• **ENUNCIADO**
Diga quantas linhas da listagem abaixo trazem a palavra "shorts", levando em conta maiúsculas e minúsculas. Responda só com o número.

◆ ◆ ◆ ◆ ◆ ◆ ◆

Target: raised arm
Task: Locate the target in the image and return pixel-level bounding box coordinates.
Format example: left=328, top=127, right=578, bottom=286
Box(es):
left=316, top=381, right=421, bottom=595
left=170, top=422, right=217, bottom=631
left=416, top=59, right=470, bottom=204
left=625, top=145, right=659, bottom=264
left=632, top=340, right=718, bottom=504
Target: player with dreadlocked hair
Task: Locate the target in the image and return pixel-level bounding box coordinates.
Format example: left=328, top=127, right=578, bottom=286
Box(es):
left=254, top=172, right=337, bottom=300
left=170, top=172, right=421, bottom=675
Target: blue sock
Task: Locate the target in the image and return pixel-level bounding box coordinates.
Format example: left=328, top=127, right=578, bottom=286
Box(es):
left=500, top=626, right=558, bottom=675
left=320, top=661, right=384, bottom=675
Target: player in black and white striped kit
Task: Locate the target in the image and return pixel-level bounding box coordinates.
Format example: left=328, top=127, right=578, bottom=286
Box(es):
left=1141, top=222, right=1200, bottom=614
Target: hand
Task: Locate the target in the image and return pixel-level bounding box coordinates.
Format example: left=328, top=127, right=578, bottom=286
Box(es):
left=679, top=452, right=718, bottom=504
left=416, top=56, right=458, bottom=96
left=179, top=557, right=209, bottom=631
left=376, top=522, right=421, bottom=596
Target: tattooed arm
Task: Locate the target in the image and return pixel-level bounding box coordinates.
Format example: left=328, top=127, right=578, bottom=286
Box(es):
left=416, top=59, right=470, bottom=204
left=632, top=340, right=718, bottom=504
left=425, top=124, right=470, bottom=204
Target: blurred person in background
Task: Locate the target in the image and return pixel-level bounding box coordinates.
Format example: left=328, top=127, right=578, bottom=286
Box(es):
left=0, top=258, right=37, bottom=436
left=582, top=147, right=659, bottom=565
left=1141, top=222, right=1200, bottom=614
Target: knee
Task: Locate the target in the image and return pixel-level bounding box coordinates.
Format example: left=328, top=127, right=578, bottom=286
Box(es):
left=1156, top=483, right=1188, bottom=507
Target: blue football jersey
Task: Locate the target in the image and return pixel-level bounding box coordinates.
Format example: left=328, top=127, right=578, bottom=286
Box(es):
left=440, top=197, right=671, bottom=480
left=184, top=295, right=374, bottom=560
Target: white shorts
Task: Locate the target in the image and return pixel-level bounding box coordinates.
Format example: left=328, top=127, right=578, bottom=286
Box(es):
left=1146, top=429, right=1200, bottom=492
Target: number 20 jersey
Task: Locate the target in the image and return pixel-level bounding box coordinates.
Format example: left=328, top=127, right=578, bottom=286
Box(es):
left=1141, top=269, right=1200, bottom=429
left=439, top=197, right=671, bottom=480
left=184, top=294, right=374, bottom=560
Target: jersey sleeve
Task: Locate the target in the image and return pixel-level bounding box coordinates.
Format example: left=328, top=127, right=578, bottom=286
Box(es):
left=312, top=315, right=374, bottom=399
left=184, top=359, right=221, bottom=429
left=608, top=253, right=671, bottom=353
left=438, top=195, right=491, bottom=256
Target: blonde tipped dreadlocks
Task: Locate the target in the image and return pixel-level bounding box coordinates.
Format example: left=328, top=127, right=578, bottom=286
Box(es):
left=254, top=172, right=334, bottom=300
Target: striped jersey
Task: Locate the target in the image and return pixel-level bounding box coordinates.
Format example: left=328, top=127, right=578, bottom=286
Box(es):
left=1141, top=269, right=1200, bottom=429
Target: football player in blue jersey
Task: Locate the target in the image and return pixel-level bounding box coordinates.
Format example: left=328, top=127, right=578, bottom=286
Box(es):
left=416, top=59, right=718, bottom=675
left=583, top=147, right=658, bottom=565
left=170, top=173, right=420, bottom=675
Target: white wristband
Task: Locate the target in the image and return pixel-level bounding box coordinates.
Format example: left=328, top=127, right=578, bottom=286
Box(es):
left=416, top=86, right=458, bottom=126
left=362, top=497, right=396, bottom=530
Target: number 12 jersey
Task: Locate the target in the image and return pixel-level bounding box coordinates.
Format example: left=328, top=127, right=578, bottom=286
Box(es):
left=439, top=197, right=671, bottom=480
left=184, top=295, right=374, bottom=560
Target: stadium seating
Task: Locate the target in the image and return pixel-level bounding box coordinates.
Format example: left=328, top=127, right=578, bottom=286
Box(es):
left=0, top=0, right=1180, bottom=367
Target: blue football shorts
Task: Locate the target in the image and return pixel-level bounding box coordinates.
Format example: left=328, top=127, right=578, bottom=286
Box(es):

◆ ◆ ◆ ◆ ◆ ◆ ◆

• **RESOLUÇÃO**
2